Can you rewrite the collective knowledge text between "In conclusion, the" and "for objective case.", inclusive, with "upper limit" changed to "upper bound"?

## PASSAGE
----------------

In case of satisfying criterion O₂, x^* has the following form: $x^{*} = \frac{1}{n} (\sum_{i = 1}^{n} x_{i 1}, \sum_{i = 1}^{n} x_{i 2}, \dots, \sum_{i = 1}^{n} x_{im})$ (5)

In this study, criterion O₁ will be used to determine the collective knowledge of a collective while some theorems as mentioned in Introduction section will be proved based on criterion O₂.

3.3 Quality of collective knowledge

For objective case, the real knowledge state of a subject is independent of the knowledge states in a collective and the collective knowledge reflects the real knowledge state to some degree. Thus, the quality of collective knowledge is based on the distance from the knowledge of a collective to the real knowledge state [35, 36]. In this case, the best collective knowledge is the closest one to the real knowledge state.

From Fig. 2, the quality of collective knowledge is measured by taking into account the distance from the collective knowledge to the real knowledge state. Its definition is as follows: $Q_{X} = 1 - d (r, x^{*})$ (6) where x^* represent the collective knowledge of collective X and r represents the real knowledge state. According to above definition, Q_X belongs to [0, 1]. The closer the collective knowledge to the real knowledge state is, the higher quality of collective knowledge will be. The following theorem presents the relationship between the collective knowledge and the knowledge states in a collective.

Theorem 1. For a given collective including n members $X = {x_{i} = (x_{i 1}, x_{i 2}, \dots, x_{im}) : i = 1, 2, \dots,, n}$

Let vector $x^{*} = \frac{1}{n} (\sum_{i = 1}^{n} x_{i 1}, \sum_{i = 1}^{n} x_{i 2}, \dots, \sum_{i = 1}^{n} x_{im})$

be its knowledge satisfying criterion O ₂ ; then $d (r, x^{*}) \leq \frac{d (r, X)}{n}$

Proof. For proving this theorem, we consider the Manhattan distance space. $\begin{matrix} d (r, x^{*}) & = & \frac{1}{n} (| \sum_{i = 1}^{n} x_{i 1} - {nr}_{1} | + | \sum_{i = 1}^{n} x_{i 2} - {nr}_{2} | \\ + \dots + | \sum_{i = 1}^{n} x_{im} - {nr}_{m} |) \\ = & \frac{1}{n} (\sum_{j = 1}^{m} (| \sum_{i = 1}^{n} x_{ij} - {nr}_{j} |)) \end{matrix}$

For any dimension j, we know that: $| \sum_{i = 1}^{n} x_{ij} - {nr}_{j} | \leq \sum_{i = 1}^{n} | x_{ij} - r_{j} |$

Then, $\begin{matrix} d (r, x^{*}) & \leq & \frac{1}{n} (\sum_{i = 1}^{n} | x_{i 1} - r_{1} | + \sum_{i = 1}^{n} | x_{i 2} - r_{2} | \\ + \dots + \sum_{i = 1}^{n} | x_{im} - r_{m} |) \end{matrix}$

In conclusion, the following dependency is true: $d (r, x^{*}) \leq \frac{d (r, X)}{n}$

According to Theorem 1, the distance from the collective knowledge to the real knowledge state does not exceed the average of the distances from the knowledge states in a collective to the real knowledge state. In other words, if collective X is not homogeneous, then the collective knowledge is closer to the real knowledge state than the average of distances from the elements in a collective to the real knowledge state. Thus, the average of distances from the knowledge states in a collective to the real knowledge state can be considered as the upper limit of the difference between the real knowledge state and the collective knowledge. In the next section, we will propose a method to determine the influence of the number of collective members on the quality of collective knowledge for objective case.

----------------

## STORED ROWS

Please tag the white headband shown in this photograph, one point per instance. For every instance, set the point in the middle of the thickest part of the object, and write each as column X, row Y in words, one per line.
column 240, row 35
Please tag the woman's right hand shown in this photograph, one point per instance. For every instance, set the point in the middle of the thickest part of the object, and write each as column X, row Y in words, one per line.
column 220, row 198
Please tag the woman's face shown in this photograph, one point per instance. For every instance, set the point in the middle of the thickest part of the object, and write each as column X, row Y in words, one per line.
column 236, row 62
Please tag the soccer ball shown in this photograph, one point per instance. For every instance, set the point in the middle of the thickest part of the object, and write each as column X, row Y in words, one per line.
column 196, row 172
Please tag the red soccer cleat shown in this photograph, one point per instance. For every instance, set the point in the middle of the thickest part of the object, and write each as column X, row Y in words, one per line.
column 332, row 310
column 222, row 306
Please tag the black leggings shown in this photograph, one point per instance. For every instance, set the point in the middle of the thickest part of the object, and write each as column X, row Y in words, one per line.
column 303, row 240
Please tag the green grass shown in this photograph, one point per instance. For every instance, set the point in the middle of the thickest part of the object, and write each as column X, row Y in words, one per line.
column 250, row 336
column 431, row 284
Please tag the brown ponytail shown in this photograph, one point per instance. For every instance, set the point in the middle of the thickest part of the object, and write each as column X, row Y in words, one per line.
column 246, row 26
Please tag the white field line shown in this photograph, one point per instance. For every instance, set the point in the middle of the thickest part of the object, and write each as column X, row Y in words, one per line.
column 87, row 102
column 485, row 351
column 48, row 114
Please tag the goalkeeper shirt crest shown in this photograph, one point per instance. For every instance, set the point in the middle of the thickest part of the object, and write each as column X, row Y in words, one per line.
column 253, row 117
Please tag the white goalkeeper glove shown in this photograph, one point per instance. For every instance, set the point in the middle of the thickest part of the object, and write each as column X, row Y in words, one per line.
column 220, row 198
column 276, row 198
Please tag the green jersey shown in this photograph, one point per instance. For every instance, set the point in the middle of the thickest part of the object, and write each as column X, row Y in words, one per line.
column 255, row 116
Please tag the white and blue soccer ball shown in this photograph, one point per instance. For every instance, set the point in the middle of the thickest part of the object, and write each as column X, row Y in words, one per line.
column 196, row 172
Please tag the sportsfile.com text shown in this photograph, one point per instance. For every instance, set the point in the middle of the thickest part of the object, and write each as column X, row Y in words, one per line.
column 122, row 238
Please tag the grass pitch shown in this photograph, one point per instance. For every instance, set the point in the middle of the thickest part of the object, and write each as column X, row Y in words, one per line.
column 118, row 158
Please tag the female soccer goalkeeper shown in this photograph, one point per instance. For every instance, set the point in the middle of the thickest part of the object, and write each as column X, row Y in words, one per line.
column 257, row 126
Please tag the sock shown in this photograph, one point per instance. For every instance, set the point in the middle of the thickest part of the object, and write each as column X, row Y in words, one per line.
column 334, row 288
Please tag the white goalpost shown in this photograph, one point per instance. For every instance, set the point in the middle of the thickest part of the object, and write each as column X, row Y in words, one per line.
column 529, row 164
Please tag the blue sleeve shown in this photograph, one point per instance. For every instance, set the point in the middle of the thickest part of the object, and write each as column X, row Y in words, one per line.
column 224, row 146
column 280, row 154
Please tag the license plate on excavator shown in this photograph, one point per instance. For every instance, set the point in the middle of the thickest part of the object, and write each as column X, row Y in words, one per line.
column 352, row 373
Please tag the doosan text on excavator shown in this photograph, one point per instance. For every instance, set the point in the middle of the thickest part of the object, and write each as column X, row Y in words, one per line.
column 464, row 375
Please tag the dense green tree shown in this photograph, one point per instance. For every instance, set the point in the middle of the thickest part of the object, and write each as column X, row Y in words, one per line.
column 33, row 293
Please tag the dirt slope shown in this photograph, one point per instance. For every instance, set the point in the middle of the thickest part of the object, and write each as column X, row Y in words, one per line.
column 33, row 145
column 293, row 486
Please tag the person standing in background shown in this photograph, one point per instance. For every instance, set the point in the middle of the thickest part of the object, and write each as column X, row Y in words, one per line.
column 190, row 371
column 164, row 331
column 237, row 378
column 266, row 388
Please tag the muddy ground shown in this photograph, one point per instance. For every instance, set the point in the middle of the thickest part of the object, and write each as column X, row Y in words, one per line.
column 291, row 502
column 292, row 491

----------------

## ANSWER TO THIS PROBLEM
In conclusion, the following dependency is true: $d (r, x^{*}) \leq \frac{d (r, X)}{n}$

According to Theorem 1, the distance from the collective knowledge to the real knowledge state does not exceed the average of the distances from the knowledge states in a collective to the real knowledge state. In other words, if collective X is not homogeneous, then the collective knowledge is closer to the real knowledge state than the average of distances from the elements in a collective to the real knowledge state. Thus, the average of distances from the knowledge states in a collective to the real knowledge state can be considered as the upper bound of the difference between the real knowledge state and the collective knowledge. In the next section, we will propose a method to determine the influence of the number of collective members on the quality of collective knowledge for objective case.